Put each line of the records below into a Markdown table with the columns Row and Line, numbering the rows in order and skipping any blank lines.
◇ ◇ ◇
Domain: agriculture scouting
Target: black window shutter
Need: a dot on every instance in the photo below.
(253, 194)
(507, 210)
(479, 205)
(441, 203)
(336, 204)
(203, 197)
◇ ◇ ◇
## ANSWER FOR THE TASK
| Row | Line |
|---|---|
| 1 | Domain: agriculture scouting |
| 2 | Target: black window shutter |
| 3 | Need: a dot on every instance in the photo below. |
| 4 | (253, 194) |
| 5 | (507, 210) |
| 6 | (479, 205) |
| 7 | (441, 203) |
| 8 | (336, 204) |
| 9 | (203, 197) |